REQUIREMENT A: Locate each line of the records that contains the word "white" and copy those lines.

The Irish Presbyterian Church has voted by a wide majority to continue suspension of its World Council of Churches membership for a second year. At its General Assembly last month, the church also recognized a motion to be presented to next year’s assembly that would terminate WCC membership. Also in Northern Ireland, Ian Paisley, clergy leader of the Protestant hard-line Democratic Unionist Party, led all others in elections to the European Parliament.

Georgi Vins’s family has joined him in the United States. The wife, five children, mother, and niece of the exiled Soviet pastor arrived last month, the same night as Vins was addressing the annual meeting of the Southern Baptist Convention. The family is living in a rented house in Middlebury, Vermont. Vins has stressed that he ought not to be identified as a human rights dissident, or as a campaigner for Russian Jews wanting to emigrate, or as part of an underground church. “Reform Baptists meet openly,” he says. “We only want separation of church and state as guaranteed in the Soviet Union constitution, and the freedom to preach the gospel.”

RECORDS TO PROCESS:

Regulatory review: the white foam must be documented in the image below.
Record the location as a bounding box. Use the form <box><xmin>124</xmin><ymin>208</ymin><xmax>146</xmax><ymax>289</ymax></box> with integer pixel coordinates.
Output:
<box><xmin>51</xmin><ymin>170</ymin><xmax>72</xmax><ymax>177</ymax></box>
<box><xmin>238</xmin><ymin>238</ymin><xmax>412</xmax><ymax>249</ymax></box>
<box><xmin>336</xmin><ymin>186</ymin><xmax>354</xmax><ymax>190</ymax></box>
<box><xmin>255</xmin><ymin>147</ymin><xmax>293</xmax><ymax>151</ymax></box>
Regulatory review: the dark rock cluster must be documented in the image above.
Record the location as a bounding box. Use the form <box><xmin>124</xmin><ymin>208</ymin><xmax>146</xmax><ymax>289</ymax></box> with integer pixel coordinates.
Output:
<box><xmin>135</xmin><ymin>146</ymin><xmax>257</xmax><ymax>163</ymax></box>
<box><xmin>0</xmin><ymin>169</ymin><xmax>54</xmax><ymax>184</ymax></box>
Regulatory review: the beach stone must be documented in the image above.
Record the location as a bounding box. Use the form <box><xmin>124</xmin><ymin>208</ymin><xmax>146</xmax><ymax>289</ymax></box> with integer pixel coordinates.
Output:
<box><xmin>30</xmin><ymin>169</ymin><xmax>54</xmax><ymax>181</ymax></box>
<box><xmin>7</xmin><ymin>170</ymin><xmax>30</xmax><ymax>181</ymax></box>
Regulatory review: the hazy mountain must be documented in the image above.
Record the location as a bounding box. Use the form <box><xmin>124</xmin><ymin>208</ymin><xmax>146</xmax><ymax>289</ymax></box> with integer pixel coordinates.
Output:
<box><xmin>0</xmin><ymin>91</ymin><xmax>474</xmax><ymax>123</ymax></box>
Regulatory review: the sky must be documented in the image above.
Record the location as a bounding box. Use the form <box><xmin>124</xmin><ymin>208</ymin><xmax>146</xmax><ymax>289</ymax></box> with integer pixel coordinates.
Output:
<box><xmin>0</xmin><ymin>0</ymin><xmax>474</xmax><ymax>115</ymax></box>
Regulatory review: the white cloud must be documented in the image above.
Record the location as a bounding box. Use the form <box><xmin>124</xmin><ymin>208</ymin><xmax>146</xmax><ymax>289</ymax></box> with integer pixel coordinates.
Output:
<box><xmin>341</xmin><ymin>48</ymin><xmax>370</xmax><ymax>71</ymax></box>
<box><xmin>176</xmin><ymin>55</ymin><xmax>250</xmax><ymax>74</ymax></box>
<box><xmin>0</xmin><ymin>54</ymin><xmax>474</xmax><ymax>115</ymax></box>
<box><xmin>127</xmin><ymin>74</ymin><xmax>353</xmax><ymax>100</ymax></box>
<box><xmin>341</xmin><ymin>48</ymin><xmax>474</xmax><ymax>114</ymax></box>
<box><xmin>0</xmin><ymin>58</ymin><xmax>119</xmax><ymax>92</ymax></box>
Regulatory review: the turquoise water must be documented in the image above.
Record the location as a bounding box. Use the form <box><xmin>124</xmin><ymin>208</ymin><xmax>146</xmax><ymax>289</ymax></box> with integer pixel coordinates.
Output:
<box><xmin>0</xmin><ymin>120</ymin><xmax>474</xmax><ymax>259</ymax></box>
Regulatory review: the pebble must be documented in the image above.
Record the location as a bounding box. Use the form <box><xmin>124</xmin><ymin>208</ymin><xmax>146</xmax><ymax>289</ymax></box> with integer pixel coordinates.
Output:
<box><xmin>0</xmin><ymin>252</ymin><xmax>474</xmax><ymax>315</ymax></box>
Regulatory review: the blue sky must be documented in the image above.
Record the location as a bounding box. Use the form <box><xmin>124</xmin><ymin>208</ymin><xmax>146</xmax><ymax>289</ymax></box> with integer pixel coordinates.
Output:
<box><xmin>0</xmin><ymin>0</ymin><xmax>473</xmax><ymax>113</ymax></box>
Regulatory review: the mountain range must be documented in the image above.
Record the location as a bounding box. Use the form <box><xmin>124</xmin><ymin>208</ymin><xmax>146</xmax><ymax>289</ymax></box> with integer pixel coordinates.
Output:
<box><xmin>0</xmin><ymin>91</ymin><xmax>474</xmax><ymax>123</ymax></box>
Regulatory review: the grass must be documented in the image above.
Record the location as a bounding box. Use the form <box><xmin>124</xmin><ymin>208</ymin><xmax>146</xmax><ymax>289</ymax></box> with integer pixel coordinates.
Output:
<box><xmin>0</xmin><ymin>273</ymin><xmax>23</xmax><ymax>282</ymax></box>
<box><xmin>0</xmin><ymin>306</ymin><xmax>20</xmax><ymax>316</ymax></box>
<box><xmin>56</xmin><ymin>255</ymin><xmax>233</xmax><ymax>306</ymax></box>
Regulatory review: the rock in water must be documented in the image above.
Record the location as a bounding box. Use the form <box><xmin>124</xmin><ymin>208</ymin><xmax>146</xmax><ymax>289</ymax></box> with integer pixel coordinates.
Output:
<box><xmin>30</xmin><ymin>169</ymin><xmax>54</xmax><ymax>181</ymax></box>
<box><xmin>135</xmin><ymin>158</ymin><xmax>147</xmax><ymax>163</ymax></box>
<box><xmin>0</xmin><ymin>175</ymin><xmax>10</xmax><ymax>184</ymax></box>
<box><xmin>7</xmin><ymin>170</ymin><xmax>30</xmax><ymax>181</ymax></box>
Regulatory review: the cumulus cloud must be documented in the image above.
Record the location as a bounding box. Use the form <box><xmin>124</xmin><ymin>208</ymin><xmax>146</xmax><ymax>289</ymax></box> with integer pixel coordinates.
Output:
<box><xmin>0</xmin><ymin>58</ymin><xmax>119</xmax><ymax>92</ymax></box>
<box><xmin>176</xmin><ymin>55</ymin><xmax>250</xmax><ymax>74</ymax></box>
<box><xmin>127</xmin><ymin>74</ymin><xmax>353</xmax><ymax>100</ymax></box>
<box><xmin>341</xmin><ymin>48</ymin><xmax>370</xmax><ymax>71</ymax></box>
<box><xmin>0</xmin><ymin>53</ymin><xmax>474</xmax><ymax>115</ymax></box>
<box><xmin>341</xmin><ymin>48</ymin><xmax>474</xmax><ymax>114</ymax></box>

REQUIREMENT B: According to the church news above, which members of Georgi Vins's family arrived in the United States? List each one.

COMPLETE RESPONSE A:
Regulatory review: the white foam must be documented in the image below.
Regulatory review: the white cloud must be documented in the image above.

COMPLETE RESPONSE B:
- His wife
- His five children
- His mother
- His niece